### EXERCISE PROMPT
Find every line containing the word "sheep" in the records below; report only how many there are.

DATASET below:

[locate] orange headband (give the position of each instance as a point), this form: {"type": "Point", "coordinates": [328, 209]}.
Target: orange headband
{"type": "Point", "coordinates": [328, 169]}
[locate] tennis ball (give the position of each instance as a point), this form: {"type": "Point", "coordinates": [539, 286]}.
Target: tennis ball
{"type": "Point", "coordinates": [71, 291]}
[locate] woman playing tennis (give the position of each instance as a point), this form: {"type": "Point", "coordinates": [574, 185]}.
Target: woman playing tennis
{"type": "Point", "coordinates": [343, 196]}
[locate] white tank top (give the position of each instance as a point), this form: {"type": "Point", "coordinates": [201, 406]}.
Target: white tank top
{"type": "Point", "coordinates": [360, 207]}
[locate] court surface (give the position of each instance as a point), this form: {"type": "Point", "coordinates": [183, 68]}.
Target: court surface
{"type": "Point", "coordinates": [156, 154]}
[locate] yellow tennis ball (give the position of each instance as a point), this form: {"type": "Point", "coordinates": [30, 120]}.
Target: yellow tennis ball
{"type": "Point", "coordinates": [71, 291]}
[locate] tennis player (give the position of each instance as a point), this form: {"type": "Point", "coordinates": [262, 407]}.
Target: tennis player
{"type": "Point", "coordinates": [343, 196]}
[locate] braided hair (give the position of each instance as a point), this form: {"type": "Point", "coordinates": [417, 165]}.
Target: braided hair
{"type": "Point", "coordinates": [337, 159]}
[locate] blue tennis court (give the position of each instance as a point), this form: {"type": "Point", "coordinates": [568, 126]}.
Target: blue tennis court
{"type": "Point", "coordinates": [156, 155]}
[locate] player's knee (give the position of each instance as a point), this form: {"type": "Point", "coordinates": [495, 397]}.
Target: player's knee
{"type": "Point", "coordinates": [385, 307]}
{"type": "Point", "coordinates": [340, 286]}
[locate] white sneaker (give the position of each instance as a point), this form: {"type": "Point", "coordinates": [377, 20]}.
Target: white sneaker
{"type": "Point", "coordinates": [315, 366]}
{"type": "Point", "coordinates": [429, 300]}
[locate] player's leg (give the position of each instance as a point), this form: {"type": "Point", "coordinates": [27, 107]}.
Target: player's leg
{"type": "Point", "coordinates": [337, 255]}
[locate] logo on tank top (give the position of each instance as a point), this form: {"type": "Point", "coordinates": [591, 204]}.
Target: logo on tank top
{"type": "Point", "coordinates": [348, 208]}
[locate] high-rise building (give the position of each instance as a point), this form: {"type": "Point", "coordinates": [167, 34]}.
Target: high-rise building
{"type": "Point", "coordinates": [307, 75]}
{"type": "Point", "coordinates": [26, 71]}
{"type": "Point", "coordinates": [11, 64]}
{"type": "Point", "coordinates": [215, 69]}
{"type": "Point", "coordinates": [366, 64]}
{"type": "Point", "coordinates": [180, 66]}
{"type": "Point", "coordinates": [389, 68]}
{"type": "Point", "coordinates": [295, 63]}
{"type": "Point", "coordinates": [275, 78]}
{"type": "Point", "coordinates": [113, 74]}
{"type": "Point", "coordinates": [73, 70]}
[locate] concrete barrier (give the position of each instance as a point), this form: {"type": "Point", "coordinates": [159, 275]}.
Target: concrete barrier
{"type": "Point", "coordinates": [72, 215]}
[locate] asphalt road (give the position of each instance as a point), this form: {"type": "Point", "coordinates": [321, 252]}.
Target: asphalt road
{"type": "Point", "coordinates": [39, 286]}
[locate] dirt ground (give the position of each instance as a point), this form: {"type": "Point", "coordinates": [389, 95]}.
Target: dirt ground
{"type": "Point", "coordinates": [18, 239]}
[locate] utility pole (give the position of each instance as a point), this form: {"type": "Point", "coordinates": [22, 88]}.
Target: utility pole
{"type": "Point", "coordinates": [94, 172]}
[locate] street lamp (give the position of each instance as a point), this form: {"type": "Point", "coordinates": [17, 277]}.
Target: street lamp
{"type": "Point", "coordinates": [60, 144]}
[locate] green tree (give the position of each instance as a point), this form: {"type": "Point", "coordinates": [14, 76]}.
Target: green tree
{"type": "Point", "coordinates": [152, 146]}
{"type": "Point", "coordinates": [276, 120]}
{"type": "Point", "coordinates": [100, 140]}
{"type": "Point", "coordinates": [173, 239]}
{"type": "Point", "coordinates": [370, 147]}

End of DATASET.
DATASET below:

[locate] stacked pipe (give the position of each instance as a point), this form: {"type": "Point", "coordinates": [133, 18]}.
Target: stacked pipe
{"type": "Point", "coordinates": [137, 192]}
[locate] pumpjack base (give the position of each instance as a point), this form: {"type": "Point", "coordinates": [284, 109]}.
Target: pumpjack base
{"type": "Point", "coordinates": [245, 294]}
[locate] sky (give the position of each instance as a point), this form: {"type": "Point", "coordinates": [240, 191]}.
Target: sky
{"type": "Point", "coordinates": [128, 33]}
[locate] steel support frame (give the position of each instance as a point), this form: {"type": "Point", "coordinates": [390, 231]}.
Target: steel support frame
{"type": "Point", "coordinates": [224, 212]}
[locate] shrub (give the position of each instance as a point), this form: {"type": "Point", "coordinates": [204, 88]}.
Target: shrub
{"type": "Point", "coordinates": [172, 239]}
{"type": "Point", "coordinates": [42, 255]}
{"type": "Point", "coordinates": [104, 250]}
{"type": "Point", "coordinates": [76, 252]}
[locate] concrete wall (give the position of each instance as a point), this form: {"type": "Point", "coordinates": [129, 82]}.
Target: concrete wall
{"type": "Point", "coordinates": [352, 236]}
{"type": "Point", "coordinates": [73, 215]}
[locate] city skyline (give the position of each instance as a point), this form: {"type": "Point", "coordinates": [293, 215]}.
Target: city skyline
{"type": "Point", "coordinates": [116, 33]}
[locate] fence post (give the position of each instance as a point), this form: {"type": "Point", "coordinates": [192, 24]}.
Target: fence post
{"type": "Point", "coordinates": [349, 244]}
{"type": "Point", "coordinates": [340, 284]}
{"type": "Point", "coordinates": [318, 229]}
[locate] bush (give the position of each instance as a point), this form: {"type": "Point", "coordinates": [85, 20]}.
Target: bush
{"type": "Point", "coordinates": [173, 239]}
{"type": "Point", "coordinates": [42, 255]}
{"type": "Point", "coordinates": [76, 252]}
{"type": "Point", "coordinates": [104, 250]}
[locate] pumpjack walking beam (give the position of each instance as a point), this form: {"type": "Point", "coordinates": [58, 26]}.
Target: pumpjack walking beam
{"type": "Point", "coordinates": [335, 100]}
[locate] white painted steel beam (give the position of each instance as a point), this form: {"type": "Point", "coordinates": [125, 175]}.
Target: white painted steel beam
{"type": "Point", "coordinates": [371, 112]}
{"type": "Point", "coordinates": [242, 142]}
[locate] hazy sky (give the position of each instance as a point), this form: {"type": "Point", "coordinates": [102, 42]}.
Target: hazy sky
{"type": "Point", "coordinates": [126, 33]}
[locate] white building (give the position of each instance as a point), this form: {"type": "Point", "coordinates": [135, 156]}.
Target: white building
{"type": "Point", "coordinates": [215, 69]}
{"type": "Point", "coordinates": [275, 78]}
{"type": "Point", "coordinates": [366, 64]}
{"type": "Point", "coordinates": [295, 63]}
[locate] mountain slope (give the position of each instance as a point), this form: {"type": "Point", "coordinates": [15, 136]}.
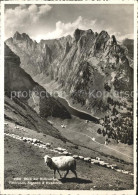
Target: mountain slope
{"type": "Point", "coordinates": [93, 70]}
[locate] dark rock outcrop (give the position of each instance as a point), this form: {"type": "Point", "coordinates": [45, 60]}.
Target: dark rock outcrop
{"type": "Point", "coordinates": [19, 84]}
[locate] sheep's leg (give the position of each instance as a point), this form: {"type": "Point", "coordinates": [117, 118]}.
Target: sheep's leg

End of DATASET.
DATASET below:

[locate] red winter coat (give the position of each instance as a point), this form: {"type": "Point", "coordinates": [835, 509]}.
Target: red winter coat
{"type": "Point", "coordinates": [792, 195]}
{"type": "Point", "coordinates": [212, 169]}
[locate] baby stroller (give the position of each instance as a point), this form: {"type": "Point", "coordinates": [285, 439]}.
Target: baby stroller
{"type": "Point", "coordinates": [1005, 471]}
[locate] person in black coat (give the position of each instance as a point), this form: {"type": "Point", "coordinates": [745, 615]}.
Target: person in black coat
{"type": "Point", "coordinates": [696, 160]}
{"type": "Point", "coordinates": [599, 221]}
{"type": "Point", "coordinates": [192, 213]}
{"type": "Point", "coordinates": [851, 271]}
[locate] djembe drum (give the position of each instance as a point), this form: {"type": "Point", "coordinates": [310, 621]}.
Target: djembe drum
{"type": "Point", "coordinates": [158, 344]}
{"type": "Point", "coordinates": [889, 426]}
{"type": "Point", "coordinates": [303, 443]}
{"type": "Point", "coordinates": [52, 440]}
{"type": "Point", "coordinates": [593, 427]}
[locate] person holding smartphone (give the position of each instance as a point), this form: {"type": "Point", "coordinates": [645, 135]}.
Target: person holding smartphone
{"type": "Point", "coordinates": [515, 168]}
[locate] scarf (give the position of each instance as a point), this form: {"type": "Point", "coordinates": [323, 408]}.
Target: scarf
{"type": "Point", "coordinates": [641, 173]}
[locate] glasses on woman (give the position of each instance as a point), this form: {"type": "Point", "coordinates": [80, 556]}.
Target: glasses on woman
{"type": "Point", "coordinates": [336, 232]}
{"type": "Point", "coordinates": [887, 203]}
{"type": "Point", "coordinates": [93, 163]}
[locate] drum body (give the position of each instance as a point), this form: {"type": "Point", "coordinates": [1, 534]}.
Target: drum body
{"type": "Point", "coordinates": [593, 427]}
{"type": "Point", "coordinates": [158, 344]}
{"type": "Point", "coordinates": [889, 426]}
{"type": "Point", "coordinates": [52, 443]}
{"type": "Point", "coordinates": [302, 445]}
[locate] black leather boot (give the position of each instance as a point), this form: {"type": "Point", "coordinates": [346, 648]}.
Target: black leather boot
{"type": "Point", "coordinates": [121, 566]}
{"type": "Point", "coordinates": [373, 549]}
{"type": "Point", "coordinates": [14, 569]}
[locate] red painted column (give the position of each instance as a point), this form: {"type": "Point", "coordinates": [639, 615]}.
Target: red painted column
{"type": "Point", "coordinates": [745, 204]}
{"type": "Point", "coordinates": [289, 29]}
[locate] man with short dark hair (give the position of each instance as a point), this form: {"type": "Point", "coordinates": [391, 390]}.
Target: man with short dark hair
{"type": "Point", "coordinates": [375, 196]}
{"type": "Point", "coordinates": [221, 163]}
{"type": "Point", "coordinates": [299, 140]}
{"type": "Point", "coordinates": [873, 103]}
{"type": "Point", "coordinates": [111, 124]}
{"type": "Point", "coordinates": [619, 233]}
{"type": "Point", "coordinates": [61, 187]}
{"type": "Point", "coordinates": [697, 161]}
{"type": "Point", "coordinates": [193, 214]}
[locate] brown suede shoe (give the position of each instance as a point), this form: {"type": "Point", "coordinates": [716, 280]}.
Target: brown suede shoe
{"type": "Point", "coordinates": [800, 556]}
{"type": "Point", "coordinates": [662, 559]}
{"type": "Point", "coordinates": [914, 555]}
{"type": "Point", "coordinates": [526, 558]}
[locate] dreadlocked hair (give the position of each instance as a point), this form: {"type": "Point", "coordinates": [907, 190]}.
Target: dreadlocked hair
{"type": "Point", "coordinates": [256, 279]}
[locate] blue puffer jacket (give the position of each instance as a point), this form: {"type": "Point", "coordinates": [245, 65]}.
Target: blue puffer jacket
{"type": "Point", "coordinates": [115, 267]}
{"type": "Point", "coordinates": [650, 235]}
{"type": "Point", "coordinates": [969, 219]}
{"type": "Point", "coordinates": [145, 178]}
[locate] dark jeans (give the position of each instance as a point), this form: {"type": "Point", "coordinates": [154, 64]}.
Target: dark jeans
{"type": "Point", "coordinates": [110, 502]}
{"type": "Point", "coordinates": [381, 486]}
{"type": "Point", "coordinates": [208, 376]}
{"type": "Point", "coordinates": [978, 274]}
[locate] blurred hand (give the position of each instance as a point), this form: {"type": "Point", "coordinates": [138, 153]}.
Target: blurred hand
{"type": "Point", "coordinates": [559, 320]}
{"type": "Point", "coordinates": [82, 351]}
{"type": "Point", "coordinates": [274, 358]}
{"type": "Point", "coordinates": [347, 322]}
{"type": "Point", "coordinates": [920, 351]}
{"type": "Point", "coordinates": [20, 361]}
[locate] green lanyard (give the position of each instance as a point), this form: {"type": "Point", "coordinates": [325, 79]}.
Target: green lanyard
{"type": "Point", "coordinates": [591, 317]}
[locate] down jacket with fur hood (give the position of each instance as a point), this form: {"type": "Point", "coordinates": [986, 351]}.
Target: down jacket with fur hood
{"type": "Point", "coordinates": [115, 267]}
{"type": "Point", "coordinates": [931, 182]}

End of DATASET.

### ANSWER TO THE EXERCISE
2